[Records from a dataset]
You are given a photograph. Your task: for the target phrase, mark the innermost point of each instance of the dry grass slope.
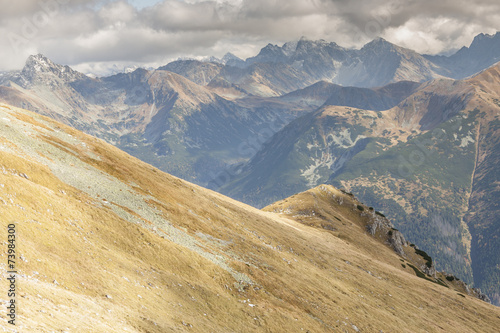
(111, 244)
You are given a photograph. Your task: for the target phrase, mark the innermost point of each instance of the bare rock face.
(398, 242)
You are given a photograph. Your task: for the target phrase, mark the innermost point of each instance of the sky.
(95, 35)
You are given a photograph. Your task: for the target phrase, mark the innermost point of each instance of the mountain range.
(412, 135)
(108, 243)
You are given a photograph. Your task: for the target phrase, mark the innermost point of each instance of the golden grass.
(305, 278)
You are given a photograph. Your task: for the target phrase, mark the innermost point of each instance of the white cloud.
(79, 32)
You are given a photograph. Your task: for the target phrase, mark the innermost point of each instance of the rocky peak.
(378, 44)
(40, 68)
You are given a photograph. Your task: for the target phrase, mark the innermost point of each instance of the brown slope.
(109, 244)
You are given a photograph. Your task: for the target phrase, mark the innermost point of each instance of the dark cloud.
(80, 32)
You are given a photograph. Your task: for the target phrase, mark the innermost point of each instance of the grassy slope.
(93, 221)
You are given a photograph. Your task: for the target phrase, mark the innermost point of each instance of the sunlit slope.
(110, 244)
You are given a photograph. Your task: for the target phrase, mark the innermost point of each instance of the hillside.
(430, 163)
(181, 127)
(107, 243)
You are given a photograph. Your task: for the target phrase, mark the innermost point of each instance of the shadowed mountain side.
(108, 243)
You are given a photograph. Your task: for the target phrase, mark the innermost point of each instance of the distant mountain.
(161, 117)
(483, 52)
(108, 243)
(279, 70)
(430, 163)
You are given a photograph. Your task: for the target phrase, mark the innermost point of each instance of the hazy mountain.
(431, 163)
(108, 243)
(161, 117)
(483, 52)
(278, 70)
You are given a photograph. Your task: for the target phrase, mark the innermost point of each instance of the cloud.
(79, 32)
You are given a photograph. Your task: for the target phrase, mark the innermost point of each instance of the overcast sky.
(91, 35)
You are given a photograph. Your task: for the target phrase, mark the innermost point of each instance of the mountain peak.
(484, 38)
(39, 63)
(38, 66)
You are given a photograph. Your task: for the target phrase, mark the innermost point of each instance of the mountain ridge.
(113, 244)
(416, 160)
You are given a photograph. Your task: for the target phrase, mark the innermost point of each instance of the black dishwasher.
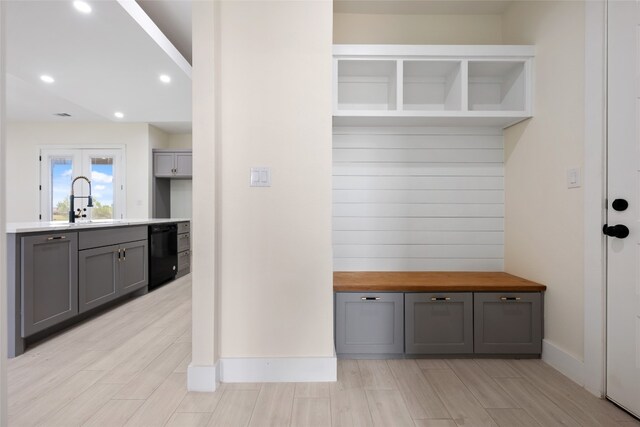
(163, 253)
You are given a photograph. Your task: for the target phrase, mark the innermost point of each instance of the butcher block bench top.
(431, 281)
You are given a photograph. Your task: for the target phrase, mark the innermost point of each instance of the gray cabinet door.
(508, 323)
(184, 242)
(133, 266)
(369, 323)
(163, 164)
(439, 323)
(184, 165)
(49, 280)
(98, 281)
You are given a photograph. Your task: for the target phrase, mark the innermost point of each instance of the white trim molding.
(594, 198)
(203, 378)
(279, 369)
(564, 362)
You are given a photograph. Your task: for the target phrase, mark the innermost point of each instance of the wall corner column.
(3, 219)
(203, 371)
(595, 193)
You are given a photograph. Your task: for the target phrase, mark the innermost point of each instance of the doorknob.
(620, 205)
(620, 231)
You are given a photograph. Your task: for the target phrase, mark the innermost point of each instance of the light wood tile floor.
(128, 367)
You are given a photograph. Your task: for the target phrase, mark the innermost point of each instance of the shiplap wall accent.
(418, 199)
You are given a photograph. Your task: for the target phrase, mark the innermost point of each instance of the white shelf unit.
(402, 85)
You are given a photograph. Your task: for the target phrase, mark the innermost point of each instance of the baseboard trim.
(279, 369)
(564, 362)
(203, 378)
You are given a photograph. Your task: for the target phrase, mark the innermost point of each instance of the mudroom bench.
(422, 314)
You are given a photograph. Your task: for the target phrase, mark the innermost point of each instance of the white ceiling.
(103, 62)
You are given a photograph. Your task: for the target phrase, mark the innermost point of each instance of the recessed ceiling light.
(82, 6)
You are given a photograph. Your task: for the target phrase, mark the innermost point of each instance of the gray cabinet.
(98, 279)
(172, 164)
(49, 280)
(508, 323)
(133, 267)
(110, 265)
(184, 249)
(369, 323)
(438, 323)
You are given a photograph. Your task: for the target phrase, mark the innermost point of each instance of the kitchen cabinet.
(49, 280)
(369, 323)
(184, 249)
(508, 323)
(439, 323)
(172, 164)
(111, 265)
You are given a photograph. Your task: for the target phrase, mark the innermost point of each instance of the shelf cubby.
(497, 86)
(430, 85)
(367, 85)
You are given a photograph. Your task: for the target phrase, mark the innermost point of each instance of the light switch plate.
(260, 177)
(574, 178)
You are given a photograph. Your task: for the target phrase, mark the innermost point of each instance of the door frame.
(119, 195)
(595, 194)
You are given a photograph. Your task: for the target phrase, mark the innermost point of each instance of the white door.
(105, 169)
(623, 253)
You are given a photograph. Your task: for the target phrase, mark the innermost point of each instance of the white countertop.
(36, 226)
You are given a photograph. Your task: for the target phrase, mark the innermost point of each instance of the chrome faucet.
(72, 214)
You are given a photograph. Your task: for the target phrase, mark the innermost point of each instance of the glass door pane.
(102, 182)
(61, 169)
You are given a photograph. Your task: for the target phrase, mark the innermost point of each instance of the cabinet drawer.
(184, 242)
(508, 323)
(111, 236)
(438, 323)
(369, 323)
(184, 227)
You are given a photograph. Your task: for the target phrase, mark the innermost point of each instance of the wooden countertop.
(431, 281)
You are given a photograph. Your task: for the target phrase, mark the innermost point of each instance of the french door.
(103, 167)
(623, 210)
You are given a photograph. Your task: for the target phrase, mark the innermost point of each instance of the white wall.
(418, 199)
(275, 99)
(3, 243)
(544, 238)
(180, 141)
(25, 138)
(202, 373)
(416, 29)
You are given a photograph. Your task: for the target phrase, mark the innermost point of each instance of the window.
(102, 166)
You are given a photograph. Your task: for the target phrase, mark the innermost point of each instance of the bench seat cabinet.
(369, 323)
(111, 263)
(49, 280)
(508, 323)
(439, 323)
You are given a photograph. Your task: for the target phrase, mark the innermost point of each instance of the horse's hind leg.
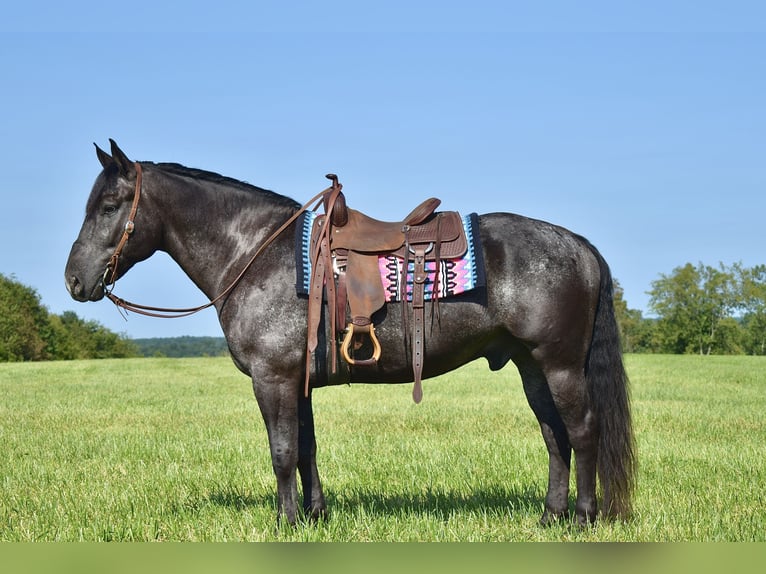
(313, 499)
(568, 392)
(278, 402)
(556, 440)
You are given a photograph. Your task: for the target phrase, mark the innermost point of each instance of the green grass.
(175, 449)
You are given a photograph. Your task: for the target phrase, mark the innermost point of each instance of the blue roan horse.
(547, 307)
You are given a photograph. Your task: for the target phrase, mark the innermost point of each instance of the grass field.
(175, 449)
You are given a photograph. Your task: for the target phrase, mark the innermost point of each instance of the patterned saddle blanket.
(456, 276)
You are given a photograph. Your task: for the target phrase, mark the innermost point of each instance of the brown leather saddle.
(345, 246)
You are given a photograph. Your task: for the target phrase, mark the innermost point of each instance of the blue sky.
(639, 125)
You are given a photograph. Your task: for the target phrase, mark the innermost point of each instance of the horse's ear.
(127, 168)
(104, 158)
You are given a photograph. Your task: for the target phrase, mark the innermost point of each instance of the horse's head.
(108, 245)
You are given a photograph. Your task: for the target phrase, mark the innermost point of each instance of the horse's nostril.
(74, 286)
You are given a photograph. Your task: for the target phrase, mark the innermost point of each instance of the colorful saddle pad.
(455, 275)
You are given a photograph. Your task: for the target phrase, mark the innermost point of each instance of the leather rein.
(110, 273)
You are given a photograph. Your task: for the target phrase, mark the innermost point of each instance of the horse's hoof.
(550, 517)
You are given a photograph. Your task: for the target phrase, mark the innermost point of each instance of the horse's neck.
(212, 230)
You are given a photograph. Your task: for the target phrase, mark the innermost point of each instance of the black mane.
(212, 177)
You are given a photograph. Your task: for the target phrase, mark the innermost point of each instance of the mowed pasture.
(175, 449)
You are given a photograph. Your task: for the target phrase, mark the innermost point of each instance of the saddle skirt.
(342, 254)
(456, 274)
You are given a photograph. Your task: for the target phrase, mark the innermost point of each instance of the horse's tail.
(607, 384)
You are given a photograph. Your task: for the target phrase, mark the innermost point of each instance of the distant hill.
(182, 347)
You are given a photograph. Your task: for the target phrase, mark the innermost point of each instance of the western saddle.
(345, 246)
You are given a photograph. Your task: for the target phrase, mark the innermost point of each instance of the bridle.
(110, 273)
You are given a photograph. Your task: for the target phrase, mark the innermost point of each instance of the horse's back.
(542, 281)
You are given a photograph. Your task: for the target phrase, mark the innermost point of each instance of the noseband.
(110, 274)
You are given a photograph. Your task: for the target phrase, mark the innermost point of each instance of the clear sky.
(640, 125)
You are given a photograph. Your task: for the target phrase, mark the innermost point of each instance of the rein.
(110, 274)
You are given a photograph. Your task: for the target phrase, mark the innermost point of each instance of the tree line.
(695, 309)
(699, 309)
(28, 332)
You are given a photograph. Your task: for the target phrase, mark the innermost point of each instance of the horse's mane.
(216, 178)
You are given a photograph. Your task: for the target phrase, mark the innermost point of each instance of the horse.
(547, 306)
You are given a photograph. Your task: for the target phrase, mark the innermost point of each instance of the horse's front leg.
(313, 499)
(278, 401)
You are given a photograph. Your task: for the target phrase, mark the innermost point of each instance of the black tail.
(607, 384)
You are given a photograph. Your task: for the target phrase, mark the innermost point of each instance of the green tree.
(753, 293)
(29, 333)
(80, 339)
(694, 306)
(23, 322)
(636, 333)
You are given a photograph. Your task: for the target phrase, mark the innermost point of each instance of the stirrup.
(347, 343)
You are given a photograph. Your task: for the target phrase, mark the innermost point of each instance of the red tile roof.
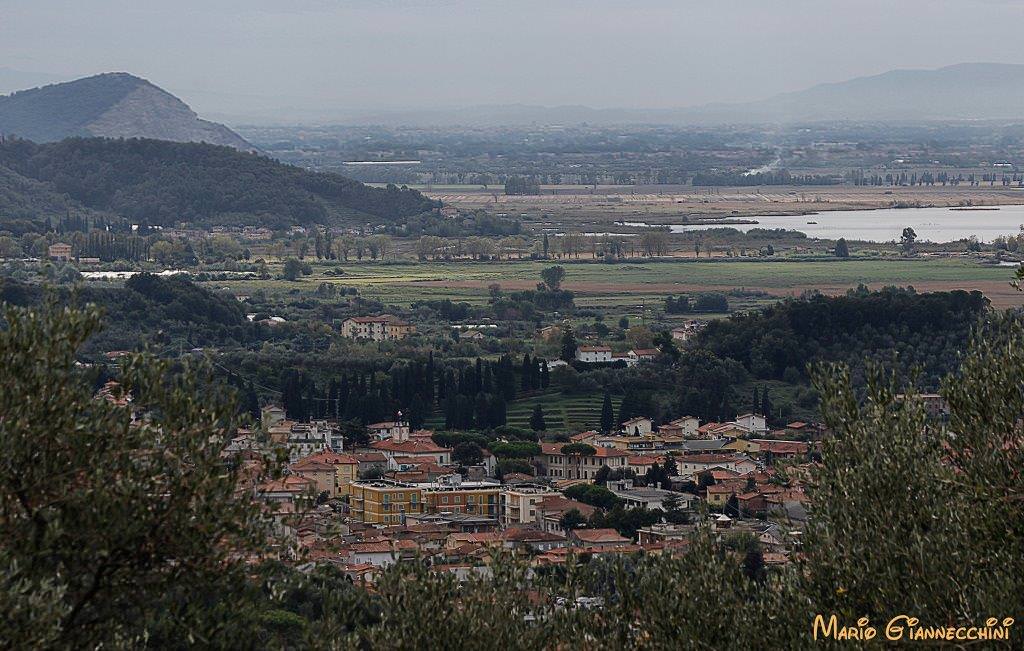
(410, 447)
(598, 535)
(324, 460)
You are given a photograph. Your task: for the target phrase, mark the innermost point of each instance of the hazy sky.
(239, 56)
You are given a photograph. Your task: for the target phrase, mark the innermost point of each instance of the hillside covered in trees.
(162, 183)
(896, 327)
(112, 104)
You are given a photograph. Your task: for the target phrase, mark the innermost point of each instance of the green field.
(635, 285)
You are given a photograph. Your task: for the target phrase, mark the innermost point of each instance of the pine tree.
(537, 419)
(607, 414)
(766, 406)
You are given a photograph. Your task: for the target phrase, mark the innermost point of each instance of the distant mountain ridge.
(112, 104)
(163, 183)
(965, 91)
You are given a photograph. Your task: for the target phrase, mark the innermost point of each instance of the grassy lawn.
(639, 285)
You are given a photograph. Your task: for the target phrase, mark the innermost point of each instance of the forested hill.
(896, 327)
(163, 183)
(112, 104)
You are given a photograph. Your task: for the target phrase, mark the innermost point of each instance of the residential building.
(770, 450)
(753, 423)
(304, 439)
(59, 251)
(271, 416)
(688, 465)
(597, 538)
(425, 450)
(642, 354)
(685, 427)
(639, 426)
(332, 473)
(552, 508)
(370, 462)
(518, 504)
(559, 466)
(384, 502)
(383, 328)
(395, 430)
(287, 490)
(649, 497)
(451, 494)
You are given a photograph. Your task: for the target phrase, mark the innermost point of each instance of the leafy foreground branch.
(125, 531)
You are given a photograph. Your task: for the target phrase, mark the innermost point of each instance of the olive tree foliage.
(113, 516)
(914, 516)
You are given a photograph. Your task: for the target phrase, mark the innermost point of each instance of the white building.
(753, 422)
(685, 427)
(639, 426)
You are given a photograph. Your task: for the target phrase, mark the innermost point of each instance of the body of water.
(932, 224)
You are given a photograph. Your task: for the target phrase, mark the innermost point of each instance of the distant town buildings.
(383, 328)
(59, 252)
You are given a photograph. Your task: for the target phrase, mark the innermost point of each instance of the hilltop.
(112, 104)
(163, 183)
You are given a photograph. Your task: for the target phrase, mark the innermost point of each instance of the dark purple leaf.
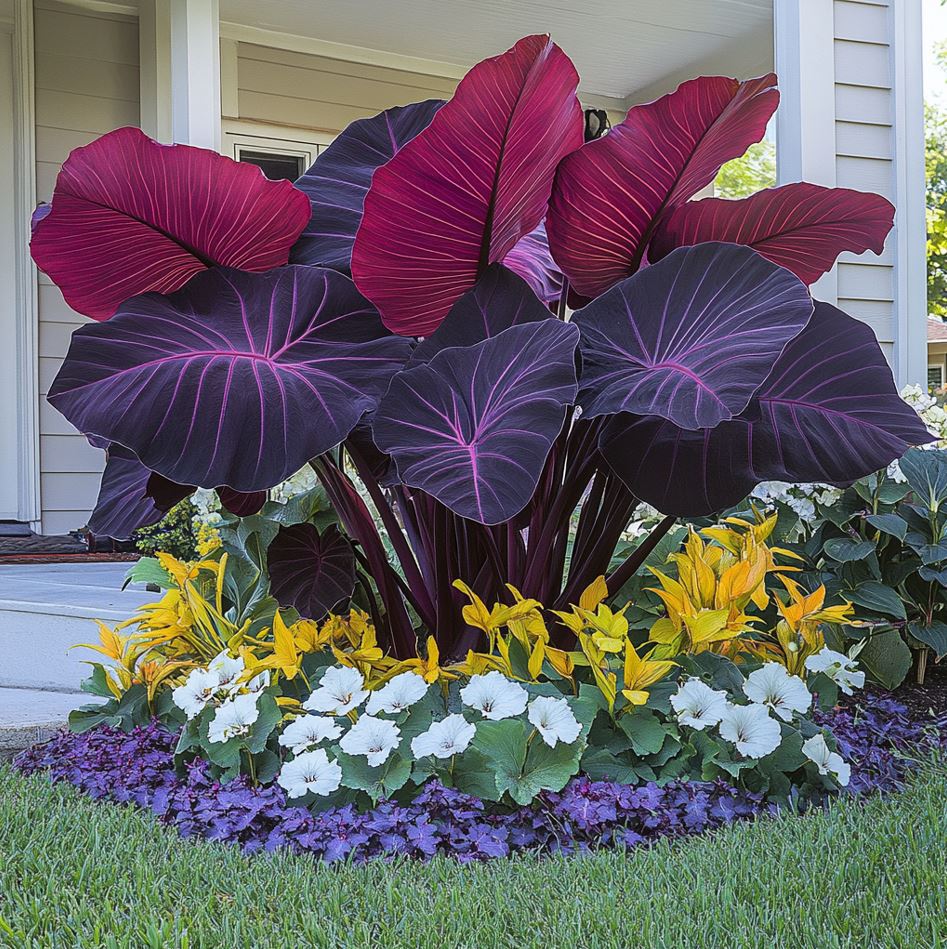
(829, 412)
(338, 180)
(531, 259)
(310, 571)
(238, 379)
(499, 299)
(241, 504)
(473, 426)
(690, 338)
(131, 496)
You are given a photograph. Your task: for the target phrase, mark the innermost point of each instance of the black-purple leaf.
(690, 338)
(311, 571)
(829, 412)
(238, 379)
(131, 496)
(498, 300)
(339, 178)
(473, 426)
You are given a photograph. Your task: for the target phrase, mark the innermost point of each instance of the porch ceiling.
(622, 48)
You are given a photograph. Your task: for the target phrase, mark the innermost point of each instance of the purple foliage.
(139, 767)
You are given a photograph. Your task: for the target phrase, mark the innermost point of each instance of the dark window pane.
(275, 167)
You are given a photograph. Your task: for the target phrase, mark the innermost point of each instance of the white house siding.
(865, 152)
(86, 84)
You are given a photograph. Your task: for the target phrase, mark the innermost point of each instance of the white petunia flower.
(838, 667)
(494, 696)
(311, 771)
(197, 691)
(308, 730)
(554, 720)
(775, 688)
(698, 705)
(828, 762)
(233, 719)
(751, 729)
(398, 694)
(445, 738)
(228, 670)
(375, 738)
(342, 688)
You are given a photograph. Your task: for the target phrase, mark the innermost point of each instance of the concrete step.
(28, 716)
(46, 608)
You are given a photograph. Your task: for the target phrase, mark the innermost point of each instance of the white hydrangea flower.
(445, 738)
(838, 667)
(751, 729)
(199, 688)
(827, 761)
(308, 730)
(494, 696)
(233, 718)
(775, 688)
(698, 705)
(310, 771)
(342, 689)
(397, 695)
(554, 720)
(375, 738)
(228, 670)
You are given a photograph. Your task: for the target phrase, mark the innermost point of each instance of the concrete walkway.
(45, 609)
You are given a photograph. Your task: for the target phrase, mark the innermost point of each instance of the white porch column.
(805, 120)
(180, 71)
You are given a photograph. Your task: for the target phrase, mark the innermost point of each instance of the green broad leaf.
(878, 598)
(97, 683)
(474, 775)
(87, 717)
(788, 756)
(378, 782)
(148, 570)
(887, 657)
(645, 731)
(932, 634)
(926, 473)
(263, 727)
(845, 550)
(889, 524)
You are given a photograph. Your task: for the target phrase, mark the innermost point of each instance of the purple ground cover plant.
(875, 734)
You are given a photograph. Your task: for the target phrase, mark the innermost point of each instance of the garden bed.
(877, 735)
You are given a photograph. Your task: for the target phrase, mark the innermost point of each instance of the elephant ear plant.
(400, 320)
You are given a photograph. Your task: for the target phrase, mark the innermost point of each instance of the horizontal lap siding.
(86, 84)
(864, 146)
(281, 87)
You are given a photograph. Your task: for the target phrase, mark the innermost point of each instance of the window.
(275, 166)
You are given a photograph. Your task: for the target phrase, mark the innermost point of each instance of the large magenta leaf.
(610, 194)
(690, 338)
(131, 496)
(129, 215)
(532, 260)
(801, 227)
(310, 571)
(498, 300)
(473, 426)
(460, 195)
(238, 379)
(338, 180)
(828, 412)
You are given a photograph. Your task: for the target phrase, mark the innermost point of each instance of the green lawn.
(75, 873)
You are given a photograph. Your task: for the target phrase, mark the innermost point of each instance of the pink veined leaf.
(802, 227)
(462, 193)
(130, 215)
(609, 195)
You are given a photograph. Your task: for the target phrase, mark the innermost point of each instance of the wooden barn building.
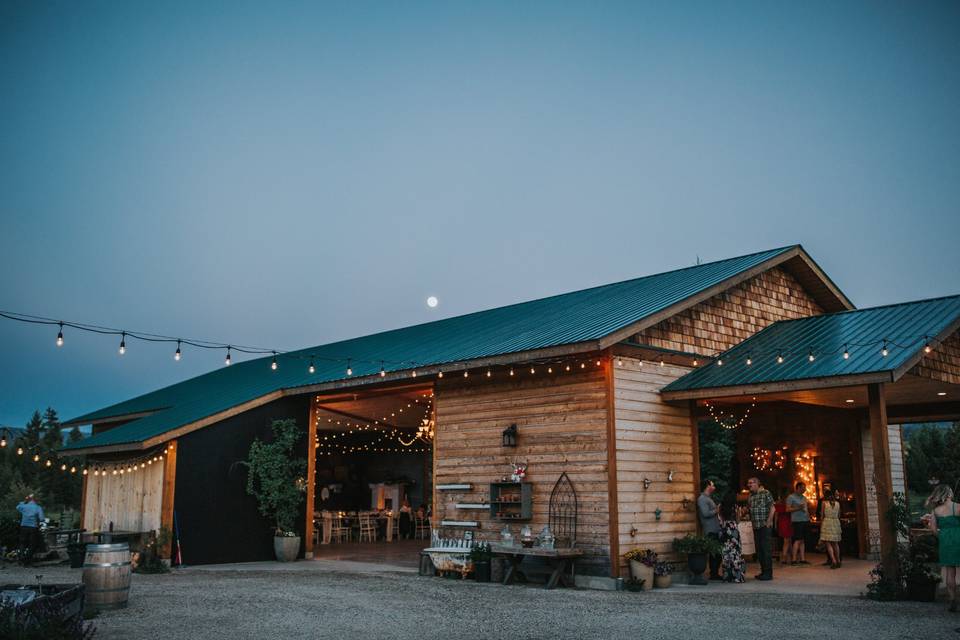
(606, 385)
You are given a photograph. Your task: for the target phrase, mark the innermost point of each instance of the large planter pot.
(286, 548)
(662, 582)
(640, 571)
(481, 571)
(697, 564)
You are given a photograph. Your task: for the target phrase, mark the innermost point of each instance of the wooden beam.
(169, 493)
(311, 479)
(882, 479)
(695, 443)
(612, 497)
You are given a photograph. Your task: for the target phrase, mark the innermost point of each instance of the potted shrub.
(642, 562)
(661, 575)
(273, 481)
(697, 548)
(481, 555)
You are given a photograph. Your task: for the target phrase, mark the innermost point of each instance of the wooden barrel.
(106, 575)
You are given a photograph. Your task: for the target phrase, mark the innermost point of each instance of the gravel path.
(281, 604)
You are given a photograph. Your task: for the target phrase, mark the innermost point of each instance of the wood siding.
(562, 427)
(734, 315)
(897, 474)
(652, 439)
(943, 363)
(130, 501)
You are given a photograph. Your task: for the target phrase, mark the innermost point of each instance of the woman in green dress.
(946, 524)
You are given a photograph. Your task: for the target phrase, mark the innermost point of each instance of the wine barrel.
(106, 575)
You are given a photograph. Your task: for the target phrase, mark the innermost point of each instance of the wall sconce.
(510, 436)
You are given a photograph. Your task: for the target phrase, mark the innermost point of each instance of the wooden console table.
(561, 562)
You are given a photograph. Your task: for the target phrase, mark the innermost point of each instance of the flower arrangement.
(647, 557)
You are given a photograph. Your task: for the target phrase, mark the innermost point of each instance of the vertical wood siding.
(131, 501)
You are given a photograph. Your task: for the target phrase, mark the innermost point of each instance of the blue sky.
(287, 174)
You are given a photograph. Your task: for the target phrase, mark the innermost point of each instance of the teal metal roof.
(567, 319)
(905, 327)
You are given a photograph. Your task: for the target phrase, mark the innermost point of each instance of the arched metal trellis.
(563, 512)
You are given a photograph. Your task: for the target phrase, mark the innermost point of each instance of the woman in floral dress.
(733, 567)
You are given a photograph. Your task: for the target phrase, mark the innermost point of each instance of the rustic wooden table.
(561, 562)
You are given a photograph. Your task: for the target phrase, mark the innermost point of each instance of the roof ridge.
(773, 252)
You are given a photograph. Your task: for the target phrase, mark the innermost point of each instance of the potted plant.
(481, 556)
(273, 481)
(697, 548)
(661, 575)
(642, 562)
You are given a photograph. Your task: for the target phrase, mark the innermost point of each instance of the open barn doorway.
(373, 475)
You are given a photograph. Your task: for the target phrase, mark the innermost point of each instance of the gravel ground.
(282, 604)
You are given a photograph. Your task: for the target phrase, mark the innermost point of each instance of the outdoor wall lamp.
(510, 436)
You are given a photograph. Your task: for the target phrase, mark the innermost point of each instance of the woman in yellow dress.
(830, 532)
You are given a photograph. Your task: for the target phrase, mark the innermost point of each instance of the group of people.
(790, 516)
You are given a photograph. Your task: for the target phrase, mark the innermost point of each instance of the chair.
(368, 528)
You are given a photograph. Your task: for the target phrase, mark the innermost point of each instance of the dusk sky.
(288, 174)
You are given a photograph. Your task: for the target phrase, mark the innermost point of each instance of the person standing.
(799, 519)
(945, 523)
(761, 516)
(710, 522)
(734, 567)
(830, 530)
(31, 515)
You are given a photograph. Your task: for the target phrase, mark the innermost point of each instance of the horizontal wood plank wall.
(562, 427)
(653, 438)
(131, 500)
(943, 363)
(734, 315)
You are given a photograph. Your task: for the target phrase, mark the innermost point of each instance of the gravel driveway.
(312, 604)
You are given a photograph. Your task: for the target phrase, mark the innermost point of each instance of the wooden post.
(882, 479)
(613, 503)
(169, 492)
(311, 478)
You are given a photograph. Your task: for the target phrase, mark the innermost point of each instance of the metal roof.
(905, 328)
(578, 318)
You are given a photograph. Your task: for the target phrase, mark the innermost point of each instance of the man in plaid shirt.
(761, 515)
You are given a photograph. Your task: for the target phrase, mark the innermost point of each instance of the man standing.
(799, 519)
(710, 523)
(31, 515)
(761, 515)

## Directions for this task
Go back to the data above and please quote exactly, and only, the lines from the line with "wood plank wall." through its last line.

## Full output
You are given a photograph. Your task: for the target phrase, mark the innermost point of each instance of the horizontal wood plank wall.
(562, 427)
(653, 438)
(131, 500)
(943, 363)
(734, 315)
You are given a photograph. Your task: for the target phrase, mark the innermost point of each instance of the gravel driveway.
(312, 604)
You are given a photograph. Your task: for the target phrase, mark the innermost point of each instance of the wooden post.
(882, 479)
(613, 503)
(169, 492)
(311, 478)
You are given a photograph. Your task: for the target phrase, mark the innermost point of each instance of the metal roof.
(905, 328)
(578, 318)
You are given a photograph. Your task: for the target phrase, mark the innermost point of each instance of the man in plaid shirt.
(761, 515)
You are given a photograph. Your task: for the target phrase, mark the innermost point of each instance of the man standing.
(799, 519)
(710, 523)
(31, 515)
(761, 515)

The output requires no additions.